Gather every line of the records below that contains the string "fence", matching case exactly.

PROVIDED INFORMATION:
START

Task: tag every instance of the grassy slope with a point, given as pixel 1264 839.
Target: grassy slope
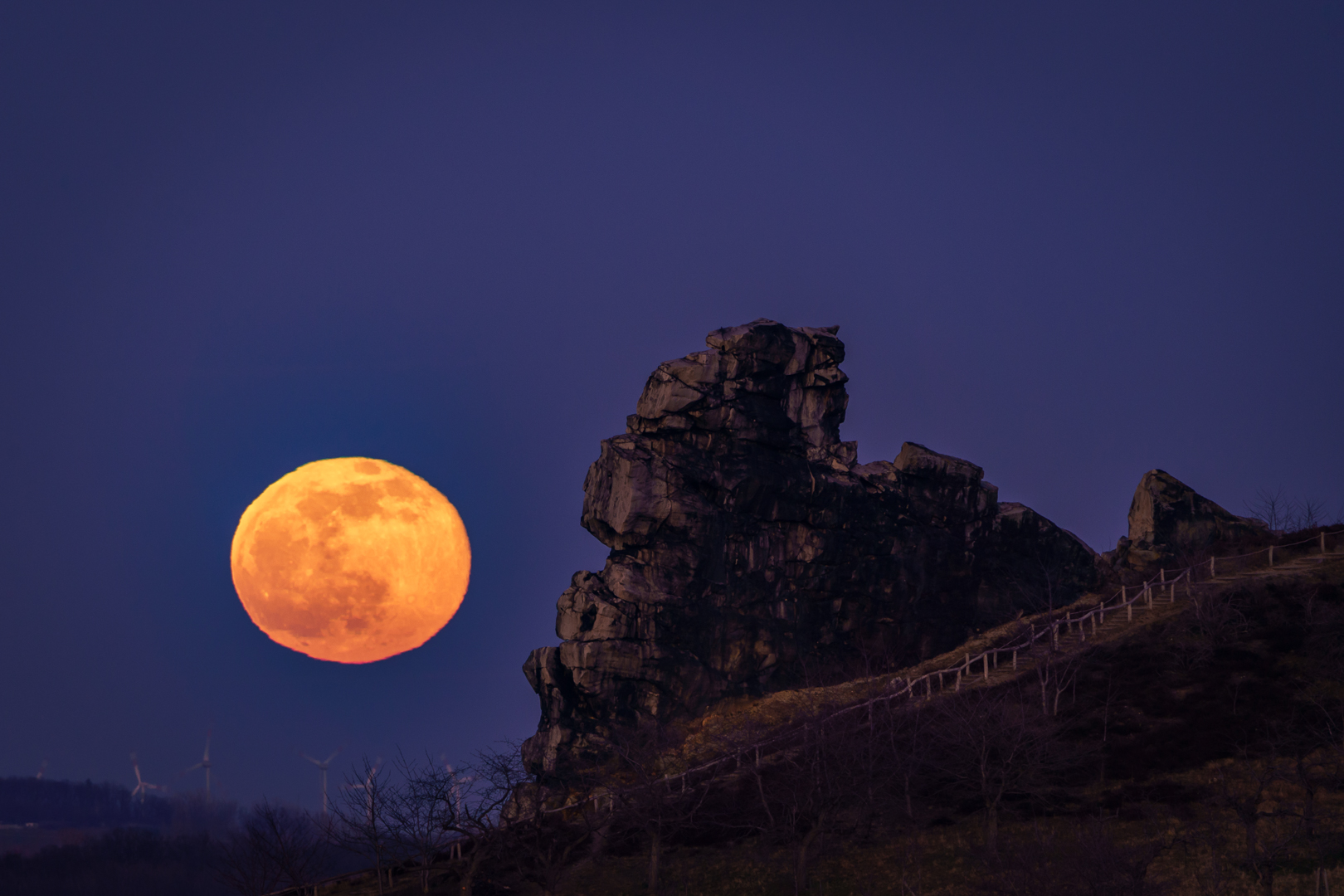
pixel 1183 700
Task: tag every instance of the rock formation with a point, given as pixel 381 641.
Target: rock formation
pixel 1168 518
pixel 750 551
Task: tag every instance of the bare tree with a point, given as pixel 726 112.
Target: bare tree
pixel 992 743
pixel 1269 828
pixel 275 845
pixel 806 786
pixel 485 787
pixel 546 822
pixel 422 815
pixel 660 806
pixel 359 816
pixel 1272 508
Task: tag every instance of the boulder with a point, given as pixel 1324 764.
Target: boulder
pixel 1166 519
pixel 752 553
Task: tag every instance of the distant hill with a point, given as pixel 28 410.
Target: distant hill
pixel 69 804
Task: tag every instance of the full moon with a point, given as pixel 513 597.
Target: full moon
pixel 351 561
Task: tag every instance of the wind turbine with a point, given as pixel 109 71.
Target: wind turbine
pixel 141 785
pixel 205 763
pixel 368 787
pixel 321 766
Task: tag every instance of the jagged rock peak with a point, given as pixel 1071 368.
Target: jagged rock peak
pixel 1168 518
pixel 762 382
pixel 1168 512
pixel 749 547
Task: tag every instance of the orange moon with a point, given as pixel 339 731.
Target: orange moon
pixel 351 561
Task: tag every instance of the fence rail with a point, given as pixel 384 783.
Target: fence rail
pixel 1160 587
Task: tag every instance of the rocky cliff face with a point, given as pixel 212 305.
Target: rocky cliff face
pixel 1168 518
pixel 750 550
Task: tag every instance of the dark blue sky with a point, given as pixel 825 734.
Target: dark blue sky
pixel 1068 242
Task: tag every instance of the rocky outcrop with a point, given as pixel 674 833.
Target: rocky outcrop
pixel 1032 564
pixel 750 551
pixel 1168 518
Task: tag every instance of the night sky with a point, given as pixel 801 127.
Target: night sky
pixel 1068 242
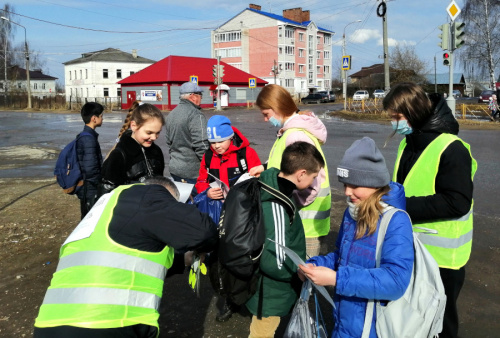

END

SOLUTION TO THIS EXERCISE:
Task: tag every instance of the fence rail with a point, given as pixel 384 783.
Target: fence rail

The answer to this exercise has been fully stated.